====== BRANO SELEZIONATO ======
In questa zona paesi e villaggi si strutturano generalmente intorno a chiese fortificate, che offrivano rifugio agli abitanti in caso di pericolo. Ne raggiungiamo una stranamente isolata, situata su di un colle, nella quale la tradizione voleva che, il giorno del matrimonio, le coppie trasportassero insieme un sasso fino alla cima; infatti ne troviamo diversi intorno alla chiesa.
Si riparte quindi per Sighisoara e durante il viaggio ci sono momenti di imbarazzo per Camera il quale, sceso per fare rifornimento di birre ad un minimarket lungo la strada, torna dopo diversi minuti senz’alcol ma con al seguito una ragazza rumena palesemente attratta dai suoi tratti nordici. Se la cava lasciandole una sigaretta per poi ripartire di corsa.
======
_OBIETTIVO A_
Modifica il racconto di viaggio nel tratto da "Si riparte quindi" a "ripartire di corsa.", riscrivendolo con "emporio" al posto di "minimarket".
_OBIETTIVO B_
Rispondi alle seguenti domande sul racconto di viaggio.
(i) Intorno a che cosa si strutturano generalmente paesi e villaggi della zona?
(ii) Che cosa trasportavano insieme le coppie, secondo la tradizione, il giorno del matrimonio?
(iii) In che modo Camera se la cava con la ragazza rumena?
_OBIETTIVO C_
Prosegui il racconto di viaggio dal punto in cui si interrompe.
====== RECORD FORNITI ======
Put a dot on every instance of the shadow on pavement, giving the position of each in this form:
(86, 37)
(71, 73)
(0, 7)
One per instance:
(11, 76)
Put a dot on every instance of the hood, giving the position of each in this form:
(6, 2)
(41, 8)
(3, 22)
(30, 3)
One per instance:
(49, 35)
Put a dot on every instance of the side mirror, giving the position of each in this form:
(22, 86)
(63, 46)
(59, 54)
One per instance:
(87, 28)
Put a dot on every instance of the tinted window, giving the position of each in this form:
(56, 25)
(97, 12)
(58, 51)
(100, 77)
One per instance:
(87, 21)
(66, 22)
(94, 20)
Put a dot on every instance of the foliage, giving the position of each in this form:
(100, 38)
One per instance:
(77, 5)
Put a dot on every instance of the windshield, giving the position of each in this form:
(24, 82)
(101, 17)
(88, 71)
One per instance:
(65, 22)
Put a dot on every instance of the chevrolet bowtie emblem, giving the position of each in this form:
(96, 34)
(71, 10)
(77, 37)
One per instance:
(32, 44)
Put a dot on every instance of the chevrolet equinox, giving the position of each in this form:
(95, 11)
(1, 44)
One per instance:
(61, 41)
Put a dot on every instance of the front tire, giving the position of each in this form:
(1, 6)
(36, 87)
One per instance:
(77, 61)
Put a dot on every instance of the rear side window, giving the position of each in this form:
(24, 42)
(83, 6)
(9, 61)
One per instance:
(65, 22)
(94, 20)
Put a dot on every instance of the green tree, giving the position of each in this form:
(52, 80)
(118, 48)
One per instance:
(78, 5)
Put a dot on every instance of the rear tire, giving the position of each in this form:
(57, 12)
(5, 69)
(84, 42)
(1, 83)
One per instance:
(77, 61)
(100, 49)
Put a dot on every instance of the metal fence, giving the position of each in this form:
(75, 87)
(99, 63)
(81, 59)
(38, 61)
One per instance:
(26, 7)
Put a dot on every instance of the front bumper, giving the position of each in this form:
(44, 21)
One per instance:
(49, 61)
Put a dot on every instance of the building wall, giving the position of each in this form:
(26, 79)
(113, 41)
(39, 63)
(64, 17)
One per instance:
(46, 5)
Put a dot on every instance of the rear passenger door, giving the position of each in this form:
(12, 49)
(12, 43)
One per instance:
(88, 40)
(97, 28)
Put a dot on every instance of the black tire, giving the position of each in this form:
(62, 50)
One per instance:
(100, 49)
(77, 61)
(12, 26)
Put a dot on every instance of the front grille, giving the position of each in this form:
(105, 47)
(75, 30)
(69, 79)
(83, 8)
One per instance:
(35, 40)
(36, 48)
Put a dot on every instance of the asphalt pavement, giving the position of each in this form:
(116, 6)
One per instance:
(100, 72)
======
_RISPOSTA ATTESA A_
Si riparte quindi per Sighisoara e durante il viaggio ci sono momenti di imbarazzo per Camera il quale, sceso per fare rifornimento di birre ad un emporio lungo la strada, torna dopo diversi minuti senz’alcol ma con al seguito una ragazza rumena palesemente attratta dai suoi tratti nordici. Se la cava lasciandole una sigaretta per poi ripartire di corsa.

_RISPOSTA ATTESA B_
(i) Intorno a chiese fortificate.
(ii) Un sasso fino alla cima del colle.
(iii) Le lascia una sigaretta e poi riparte di corsa.

_RISPOSTA ATTESA C_
Sighisoara è veramente deliziosa, qui c’è la casa dove Vlad ha vissuto la prima parte della sua vita, in un borgo medievale in perfetto stile germanico. Il museo delle torture è chiuso e riaprirà,
ovviamente, il 15 maggio. Riposiamo su di una panchina e Teo fa amicizia con un ragazzino. In Romania incontriamo solo persone gentilissime e disponibilissime. Almeno fino alla dogana.
Torniamo in viaggio e prendere alcune “scorciatoie” si rivelerá un grave errore, sopratutto per la Ribba, costretto a guidare in strade con più buche che asfalto. Si procede infatti a 30km orari facendo lo slalom tra le fosse; le bestemmie della Ribba non si contano.
Stiamo andando dal prossimo couchsurfer, che ci ospiterà una notte nella sua enorme baita incastonata nel bel mezzo dei Carpazi. Il viaggio regala paesaggi mozzafiato: sembra di essere ai piedi delle Dolomiti, la casa si trova accanto ad un fiumiciattolo con ponticelli di pietra ed a prati dove stanno splendidi cavalli.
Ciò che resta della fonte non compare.